• _Extracted text_
++++++
Wednesday, April 2, 2008

Insanity scale

Now it all makes sense to me. I used to wonder why I met all the crazy people. How come every where I turned there was another lunatic in my way? Now I get it. EVERYONE is crazy, except me. They are all whacko's. I get it now.

First, there is the matter of degree. Some people are EXTREMELY crazy in everyway, and they are the ones who can be seen arguing with a brick wall or hanging out in the emergency room at three in the morning with blood dripping down their faces.

Some people are mildly crazy, and you only realize it when you talk to them a little bit. These are the ones who think there is a big conspiracy behind everything in the news, who believe George Bush, and who believe in religion and a supreme being. In other words, they believe things for no reason except that they want to.
++++++
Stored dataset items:

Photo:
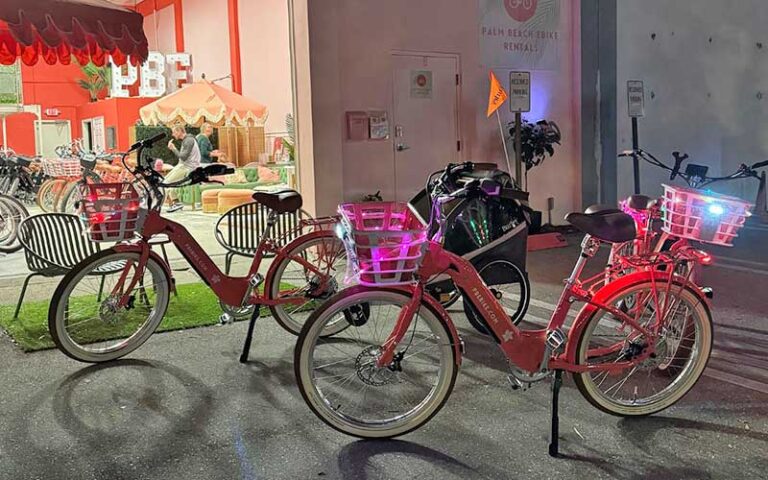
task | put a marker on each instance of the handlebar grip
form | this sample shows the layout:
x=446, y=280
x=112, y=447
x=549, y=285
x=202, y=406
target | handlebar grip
x=679, y=159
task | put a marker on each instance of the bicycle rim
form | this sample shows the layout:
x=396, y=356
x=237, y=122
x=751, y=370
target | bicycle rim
x=292, y=280
x=341, y=383
x=682, y=349
x=87, y=319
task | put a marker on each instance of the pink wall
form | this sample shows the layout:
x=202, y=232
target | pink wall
x=266, y=58
x=206, y=37
x=161, y=30
x=351, y=42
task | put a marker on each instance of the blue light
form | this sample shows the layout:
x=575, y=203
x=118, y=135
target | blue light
x=716, y=209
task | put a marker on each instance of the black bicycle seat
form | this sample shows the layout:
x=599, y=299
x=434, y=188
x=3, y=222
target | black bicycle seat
x=614, y=227
x=600, y=208
x=284, y=201
x=640, y=202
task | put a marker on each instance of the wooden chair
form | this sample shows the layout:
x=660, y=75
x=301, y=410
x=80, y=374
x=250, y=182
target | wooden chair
x=241, y=228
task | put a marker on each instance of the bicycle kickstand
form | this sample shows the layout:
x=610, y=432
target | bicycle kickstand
x=249, y=335
x=554, y=434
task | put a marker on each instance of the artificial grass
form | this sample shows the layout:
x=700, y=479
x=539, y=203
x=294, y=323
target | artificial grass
x=196, y=306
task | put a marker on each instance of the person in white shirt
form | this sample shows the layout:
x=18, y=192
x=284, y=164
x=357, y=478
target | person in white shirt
x=189, y=159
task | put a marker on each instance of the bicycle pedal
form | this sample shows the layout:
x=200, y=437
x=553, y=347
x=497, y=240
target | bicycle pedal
x=256, y=280
x=516, y=384
x=555, y=339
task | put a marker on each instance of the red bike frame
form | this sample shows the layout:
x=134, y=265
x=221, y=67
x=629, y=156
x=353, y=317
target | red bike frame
x=230, y=290
x=528, y=348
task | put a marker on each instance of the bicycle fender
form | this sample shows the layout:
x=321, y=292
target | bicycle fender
x=605, y=292
x=442, y=314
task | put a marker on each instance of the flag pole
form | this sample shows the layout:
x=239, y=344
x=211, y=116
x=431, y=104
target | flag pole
x=504, y=142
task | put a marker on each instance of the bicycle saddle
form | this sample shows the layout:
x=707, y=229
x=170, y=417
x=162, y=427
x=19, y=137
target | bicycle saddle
x=600, y=208
x=614, y=227
x=640, y=202
x=284, y=201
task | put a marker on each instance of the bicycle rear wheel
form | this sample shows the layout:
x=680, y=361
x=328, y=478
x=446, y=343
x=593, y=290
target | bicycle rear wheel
x=338, y=376
x=292, y=280
x=682, y=348
x=93, y=319
x=48, y=193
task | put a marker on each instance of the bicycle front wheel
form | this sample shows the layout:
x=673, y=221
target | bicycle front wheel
x=12, y=213
x=682, y=344
x=340, y=381
x=105, y=307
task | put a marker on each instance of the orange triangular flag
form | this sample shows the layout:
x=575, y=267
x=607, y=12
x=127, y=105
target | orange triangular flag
x=498, y=95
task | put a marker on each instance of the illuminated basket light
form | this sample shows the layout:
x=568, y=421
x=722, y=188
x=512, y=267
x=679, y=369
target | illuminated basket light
x=64, y=167
x=703, y=216
x=111, y=211
x=385, y=241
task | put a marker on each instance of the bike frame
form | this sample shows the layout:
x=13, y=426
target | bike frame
x=229, y=289
x=529, y=349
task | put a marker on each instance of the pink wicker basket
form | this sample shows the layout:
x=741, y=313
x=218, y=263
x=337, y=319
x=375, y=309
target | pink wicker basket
x=385, y=241
x=703, y=216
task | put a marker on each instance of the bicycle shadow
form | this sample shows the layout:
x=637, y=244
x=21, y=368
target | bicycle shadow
x=355, y=460
x=97, y=423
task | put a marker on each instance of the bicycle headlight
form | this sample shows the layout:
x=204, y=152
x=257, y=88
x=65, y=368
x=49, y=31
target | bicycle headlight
x=716, y=209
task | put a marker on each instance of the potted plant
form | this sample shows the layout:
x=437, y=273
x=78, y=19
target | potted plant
x=97, y=79
x=537, y=142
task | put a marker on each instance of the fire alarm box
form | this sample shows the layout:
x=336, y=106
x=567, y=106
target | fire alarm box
x=357, y=126
x=379, y=125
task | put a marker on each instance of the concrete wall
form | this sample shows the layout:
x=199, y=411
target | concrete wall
x=206, y=37
x=160, y=30
x=351, y=42
x=266, y=58
x=705, y=68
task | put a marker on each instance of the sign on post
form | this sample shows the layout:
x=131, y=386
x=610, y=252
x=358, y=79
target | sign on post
x=636, y=98
x=520, y=91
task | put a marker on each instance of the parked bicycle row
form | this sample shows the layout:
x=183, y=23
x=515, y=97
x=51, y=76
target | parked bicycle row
x=366, y=291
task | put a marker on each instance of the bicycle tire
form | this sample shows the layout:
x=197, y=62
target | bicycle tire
x=275, y=278
x=61, y=297
x=18, y=213
x=477, y=321
x=67, y=199
x=585, y=383
x=311, y=333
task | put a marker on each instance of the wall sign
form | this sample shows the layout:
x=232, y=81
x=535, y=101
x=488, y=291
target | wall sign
x=160, y=74
x=98, y=134
x=520, y=91
x=379, y=125
x=524, y=34
x=421, y=84
x=635, y=98
x=357, y=126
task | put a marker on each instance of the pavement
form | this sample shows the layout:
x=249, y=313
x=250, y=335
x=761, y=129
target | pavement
x=182, y=407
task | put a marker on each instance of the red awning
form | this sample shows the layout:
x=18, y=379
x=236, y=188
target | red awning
x=57, y=30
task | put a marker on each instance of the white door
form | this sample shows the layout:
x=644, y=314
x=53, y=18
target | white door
x=426, y=92
x=51, y=134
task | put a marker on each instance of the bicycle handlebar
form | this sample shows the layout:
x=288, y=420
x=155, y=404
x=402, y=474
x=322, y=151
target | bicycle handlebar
x=679, y=159
x=759, y=165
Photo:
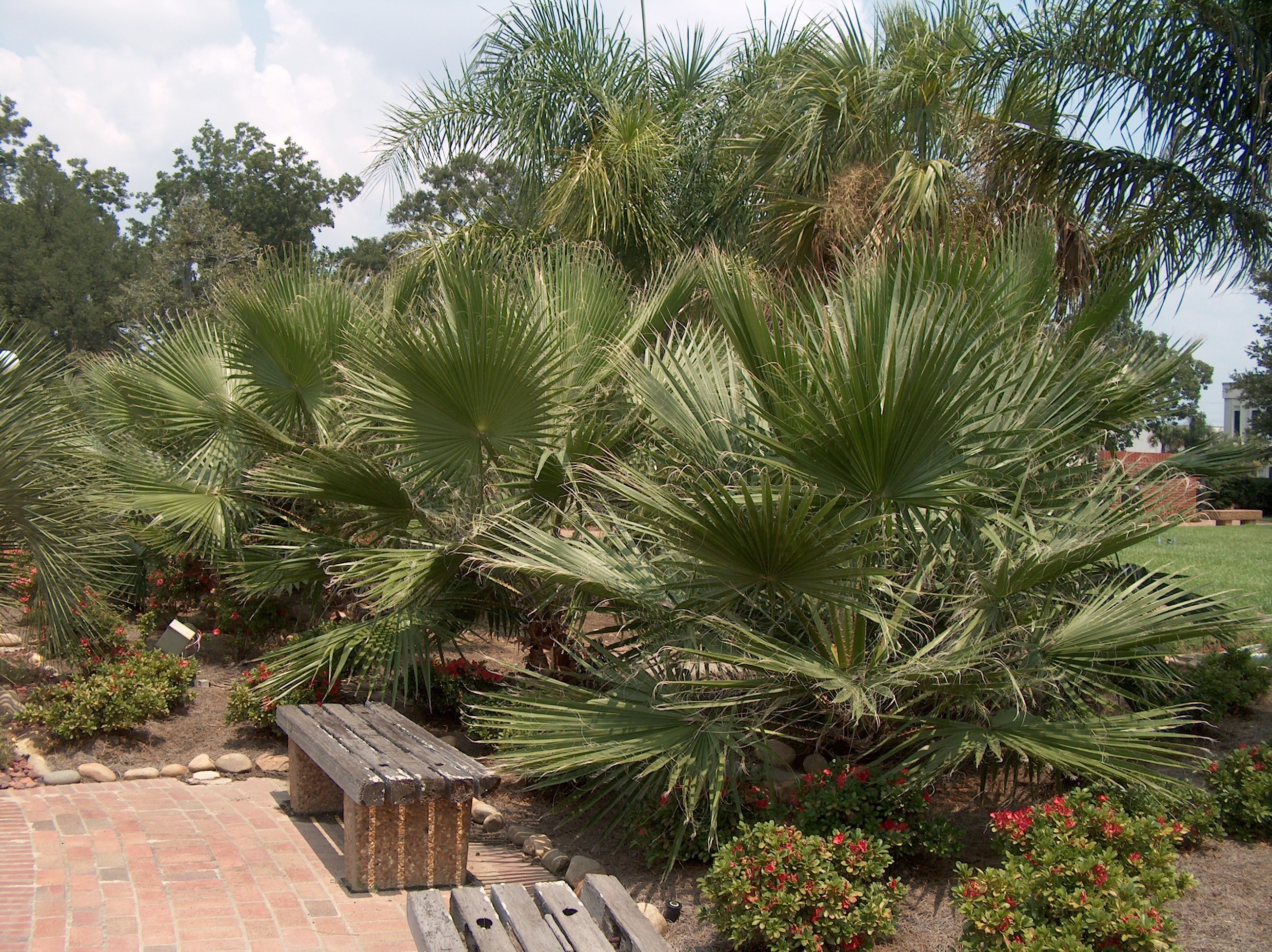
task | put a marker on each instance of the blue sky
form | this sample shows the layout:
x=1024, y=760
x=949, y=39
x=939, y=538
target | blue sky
x=125, y=82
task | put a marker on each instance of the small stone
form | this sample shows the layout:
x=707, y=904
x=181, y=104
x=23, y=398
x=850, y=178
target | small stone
x=493, y=824
x=816, y=764
x=532, y=846
x=555, y=862
x=656, y=917
x=235, y=763
x=580, y=867
x=774, y=753
x=97, y=772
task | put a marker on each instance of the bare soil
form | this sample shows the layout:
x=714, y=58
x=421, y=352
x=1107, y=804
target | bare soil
x=1229, y=912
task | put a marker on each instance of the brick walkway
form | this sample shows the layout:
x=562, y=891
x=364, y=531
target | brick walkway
x=158, y=866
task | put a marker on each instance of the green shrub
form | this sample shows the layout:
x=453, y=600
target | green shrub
x=251, y=700
x=112, y=694
x=1079, y=875
x=890, y=806
x=790, y=892
x=1243, y=790
x=451, y=684
x=1197, y=810
x=1228, y=683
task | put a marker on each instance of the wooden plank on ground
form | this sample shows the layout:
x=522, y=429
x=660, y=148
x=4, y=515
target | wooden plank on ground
x=580, y=930
x=523, y=918
x=350, y=773
x=404, y=783
x=615, y=911
x=457, y=767
x=477, y=922
x=430, y=923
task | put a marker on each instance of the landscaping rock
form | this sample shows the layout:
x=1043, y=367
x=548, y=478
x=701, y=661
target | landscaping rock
x=536, y=846
x=235, y=763
x=493, y=824
x=816, y=764
x=555, y=862
x=9, y=706
x=774, y=751
x=99, y=773
x=656, y=917
x=580, y=867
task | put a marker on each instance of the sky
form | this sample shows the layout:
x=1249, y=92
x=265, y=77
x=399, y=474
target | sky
x=125, y=82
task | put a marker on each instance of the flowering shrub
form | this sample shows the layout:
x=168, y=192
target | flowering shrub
x=1228, y=683
x=890, y=806
x=1079, y=875
x=112, y=694
x=251, y=702
x=451, y=683
x=1197, y=810
x=186, y=587
x=1242, y=784
x=776, y=886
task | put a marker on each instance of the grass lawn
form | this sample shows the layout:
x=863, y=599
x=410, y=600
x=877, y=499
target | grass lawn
x=1221, y=558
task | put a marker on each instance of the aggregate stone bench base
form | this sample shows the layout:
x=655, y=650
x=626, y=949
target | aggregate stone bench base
x=601, y=919
x=406, y=796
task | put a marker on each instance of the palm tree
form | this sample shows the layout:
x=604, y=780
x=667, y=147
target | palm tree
x=867, y=515
x=46, y=513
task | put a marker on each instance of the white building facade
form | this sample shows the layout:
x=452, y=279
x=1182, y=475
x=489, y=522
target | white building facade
x=1238, y=418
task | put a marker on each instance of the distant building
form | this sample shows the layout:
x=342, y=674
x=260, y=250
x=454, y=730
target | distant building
x=1238, y=418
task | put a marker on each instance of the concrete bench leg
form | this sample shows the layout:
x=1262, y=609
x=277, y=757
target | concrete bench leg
x=406, y=846
x=312, y=791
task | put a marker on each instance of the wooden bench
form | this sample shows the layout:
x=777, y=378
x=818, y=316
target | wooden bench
x=1227, y=517
x=406, y=794
x=601, y=919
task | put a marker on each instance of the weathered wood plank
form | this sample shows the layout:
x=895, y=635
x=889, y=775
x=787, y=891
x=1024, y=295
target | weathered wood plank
x=580, y=930
x=615, y=911
x=459, y=765
x=411, y=758
x=523, y=919
x=430, y=923
x=477, y=922
x=350, y=773
x=388, y=760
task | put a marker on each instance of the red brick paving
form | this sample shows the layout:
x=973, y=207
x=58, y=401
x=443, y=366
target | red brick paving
x=157, y=866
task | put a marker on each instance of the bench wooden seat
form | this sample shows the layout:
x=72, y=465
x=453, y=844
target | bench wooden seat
x=601, y=919
x=1227, y=517
x=406, y=796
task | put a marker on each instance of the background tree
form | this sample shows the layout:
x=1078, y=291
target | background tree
x=61, y=254
x=1257, y=385
x=274, y=194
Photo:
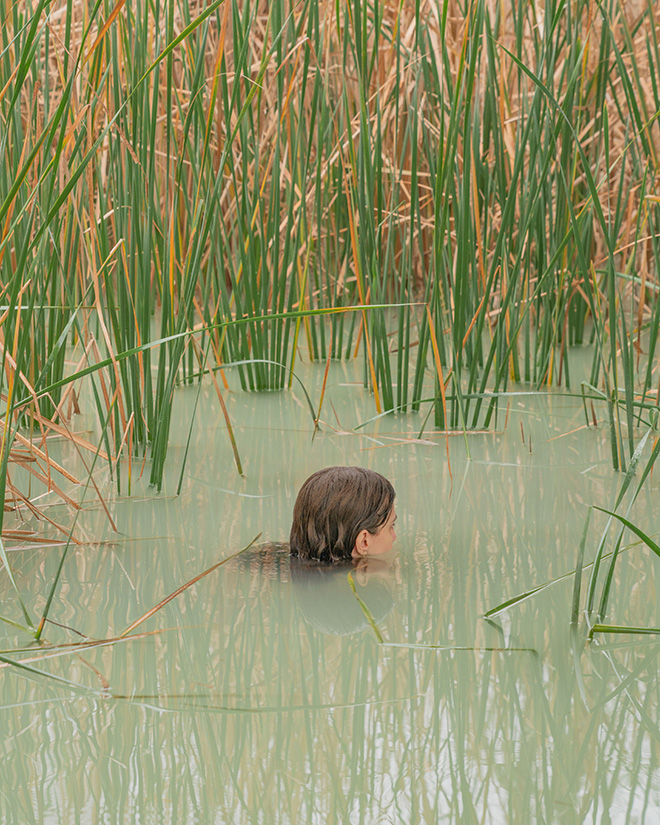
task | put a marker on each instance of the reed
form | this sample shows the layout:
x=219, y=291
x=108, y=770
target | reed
x=222, y=171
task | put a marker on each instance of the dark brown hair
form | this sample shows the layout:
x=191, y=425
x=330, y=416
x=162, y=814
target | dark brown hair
x=333, y=506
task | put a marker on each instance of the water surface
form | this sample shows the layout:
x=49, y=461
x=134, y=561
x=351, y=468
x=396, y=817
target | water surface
x=261, y=694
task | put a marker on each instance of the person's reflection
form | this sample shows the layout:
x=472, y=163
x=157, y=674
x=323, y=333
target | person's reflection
x=325, y=597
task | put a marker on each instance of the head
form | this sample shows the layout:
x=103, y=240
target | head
x=343, y=513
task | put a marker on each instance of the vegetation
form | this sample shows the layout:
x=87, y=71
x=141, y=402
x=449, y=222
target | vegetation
x=190, y=185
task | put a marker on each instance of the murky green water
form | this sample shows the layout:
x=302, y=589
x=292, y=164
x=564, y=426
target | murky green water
x=261, y=695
++++++
• _What is needed_
Copy out the insanity scale blog post word for word in its entirety.

• _Solution below_
Wednesday, April 2, 2008

Insanity scale

Now it all makes sense to me. I used to wonder why I met all the crazy people. How come every where I turned there was another lunatic in my way? Now I get it. EVERYONE is crazy, except me. They are all whacko's. I get it now.

First, there is the matter of degree. Some people are EXTREMELY crazy in everyway, and they are the ones who can be seen arguing with a brick wall or hanging out in the emergency room at three in the morning with blood dripping down their faces.

Some people are mildly crazy, and you only realize it when you talk to them a little bit. These are the ones who think there is a big conspiracy behind everything in the news, who believe George Bush, and who believe in religion and a supreme being. In other words, they believe things for no reason except that they want to.